WORK INSTRUCTIONS: Please copy exactly the lines that begin with the one containing "Class, locate every instance of the deep" and end with the last line of the entries.

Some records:
=====

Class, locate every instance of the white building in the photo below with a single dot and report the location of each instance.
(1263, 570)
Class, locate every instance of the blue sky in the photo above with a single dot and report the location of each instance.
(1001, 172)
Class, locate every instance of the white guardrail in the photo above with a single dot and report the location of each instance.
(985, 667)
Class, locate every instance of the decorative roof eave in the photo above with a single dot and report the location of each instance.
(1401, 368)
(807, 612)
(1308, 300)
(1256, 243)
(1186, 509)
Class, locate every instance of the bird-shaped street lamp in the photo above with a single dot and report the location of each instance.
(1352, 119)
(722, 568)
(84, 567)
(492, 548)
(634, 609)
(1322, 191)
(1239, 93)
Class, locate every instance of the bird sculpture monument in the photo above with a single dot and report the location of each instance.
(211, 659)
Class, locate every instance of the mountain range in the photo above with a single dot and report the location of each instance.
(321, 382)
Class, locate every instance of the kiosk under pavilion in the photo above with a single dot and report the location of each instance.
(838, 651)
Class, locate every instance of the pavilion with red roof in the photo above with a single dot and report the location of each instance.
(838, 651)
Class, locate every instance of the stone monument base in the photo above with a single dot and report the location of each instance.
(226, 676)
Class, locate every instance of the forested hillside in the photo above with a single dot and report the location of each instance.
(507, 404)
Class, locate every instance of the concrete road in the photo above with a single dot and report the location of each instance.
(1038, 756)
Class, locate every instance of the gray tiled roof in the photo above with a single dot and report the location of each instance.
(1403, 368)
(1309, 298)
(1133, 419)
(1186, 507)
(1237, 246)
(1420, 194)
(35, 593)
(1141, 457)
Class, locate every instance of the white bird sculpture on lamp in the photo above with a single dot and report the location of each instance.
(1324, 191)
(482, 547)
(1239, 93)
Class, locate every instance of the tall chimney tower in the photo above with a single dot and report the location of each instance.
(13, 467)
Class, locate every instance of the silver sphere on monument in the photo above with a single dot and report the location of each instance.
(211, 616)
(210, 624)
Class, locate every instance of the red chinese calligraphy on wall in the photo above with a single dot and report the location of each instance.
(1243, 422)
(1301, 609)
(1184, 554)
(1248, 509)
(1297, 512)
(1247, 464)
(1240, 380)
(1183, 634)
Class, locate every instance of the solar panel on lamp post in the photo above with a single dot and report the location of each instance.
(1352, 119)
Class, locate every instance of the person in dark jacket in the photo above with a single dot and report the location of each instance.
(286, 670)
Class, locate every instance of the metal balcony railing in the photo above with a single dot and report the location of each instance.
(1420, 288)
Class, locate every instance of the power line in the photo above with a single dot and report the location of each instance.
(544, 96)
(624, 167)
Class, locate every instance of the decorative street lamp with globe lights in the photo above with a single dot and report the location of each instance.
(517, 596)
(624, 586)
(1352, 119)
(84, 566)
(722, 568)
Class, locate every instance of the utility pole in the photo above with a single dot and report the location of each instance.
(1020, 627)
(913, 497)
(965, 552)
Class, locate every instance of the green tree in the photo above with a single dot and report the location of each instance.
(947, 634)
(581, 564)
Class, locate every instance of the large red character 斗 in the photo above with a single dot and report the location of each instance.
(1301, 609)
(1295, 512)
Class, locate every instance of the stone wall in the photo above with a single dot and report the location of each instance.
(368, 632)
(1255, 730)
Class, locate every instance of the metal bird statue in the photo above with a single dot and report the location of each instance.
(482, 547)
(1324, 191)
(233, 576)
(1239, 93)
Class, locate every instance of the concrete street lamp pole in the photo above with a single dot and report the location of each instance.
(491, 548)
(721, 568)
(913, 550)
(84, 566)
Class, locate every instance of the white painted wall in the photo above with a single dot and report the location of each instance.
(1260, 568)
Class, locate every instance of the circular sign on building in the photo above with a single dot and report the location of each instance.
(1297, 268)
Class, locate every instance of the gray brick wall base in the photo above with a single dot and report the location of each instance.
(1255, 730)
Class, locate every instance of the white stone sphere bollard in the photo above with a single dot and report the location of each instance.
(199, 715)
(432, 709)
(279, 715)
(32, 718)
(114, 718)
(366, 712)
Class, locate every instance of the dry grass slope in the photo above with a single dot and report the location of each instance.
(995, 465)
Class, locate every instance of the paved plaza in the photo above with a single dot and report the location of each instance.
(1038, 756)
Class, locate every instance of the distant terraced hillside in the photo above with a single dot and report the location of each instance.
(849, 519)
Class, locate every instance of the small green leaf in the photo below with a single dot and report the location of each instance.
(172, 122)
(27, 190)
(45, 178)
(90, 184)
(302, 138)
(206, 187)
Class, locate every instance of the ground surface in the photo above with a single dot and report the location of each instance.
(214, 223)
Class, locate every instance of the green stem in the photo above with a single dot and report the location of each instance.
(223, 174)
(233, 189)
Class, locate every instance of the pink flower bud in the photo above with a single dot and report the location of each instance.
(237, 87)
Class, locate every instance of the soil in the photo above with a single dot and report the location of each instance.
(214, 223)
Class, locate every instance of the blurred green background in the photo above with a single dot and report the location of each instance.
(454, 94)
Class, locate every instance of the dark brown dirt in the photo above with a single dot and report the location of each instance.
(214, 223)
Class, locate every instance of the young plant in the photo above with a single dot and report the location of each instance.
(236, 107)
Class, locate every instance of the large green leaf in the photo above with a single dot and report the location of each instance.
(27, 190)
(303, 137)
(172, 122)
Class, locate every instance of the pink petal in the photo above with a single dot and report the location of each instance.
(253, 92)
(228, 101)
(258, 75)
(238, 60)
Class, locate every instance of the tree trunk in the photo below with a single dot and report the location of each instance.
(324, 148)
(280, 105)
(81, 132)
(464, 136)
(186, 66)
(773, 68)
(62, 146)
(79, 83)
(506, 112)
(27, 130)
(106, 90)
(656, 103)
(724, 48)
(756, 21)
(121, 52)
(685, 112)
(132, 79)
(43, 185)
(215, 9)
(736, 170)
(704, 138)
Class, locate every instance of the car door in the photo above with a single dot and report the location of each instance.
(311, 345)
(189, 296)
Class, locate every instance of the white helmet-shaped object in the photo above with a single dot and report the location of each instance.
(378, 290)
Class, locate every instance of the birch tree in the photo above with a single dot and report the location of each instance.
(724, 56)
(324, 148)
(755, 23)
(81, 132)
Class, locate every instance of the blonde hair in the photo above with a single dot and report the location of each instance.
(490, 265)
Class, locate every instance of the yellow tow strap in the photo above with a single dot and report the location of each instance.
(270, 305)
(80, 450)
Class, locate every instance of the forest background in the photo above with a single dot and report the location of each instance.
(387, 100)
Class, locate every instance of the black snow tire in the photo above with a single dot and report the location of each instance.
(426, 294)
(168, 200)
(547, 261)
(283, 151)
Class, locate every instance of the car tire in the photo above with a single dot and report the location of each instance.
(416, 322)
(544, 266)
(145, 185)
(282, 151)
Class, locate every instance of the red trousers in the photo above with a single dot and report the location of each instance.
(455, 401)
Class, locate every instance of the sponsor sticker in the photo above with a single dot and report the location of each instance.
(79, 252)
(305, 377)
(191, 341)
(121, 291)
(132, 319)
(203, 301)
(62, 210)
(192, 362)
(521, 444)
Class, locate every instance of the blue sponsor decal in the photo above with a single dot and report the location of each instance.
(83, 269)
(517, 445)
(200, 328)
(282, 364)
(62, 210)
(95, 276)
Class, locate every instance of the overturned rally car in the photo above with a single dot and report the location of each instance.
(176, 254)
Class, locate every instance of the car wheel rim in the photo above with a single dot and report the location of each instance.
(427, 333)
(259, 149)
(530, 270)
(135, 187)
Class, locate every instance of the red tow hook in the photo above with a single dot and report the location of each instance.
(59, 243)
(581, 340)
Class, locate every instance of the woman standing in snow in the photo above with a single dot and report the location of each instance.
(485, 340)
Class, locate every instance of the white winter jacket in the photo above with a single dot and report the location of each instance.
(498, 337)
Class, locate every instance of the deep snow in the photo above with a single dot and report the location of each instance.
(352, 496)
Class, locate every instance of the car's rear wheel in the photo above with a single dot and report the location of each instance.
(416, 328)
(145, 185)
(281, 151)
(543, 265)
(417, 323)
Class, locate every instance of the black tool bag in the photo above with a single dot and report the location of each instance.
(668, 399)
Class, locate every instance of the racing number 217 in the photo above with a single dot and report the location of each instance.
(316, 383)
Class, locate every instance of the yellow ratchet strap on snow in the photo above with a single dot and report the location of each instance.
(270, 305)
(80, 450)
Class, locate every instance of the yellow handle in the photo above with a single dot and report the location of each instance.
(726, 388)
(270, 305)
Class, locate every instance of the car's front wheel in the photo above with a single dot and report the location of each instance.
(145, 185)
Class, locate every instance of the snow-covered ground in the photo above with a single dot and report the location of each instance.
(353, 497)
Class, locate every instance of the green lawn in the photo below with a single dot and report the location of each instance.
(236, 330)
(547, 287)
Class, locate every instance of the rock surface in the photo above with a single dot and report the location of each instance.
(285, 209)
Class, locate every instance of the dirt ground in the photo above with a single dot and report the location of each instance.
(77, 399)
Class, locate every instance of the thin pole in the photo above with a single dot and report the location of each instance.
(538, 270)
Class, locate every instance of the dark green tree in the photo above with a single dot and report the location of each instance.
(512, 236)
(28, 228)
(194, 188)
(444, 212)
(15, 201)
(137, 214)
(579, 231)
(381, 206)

=====

SOLUTION FOR THIS EXERCISE:
Class, locate every instance of the deep snow in the photo above with a single dot and report the location of each instance.
(352, 496)
Class, locate every instance of the car's rear wheel in the photo above with a single dot and report the location of each instance.
(416, 328)
(145, 185)
(281, 151)
(543, 265)
(417, 323)
Class, locate every instance of the black tool bag in the photo above with a single dot and report the location of each instance.
(668, 399)
Class, locate every instance of the racing number 217 in the photo above with a single dot and report the location of each instance.
(316, 383)
Class, locate every instance of the yellow ratchet strap on snow in the photo above with a single dot and report the location of each instance.
(270, 305)
(80, 450)
Class, locate every instance of the yellow handle in the photo above with a single dot and report the location of each instance.
(726, 388)
(270, 305)
Class, locate every instance of the car's front wheel in the photo above with a single dot and report the location of each instance.
(145, 185)
Class, locate every instance of the snow-covered ground in the photo above with a single dot and report the location of each instance.
(353, 497)
Class, locate every instance of the green lawn in the photo below with a single dot and report the location of each instance.
(236, 330)
(547, 287)
Class, locate every instance of the rock surface in the photo above with a single dot and report the location of each instance.
(285, 209)
Class, locate every instance of the dirt ground in the photo above with a single dot and report the location of each instance.
(77, 399)
Class, locate every instance of the thin pole in the photo above with a single dot and report the location of each instance.
(538, 270)
Class, locate every instance of the dark green tree in the photo above with a single dot and report the location of each instance.
(512, 236)
(28, 228)
(194, 188)
(444, 212)
(15, 201)
(137, 214)
(579, 231)
(381, 206)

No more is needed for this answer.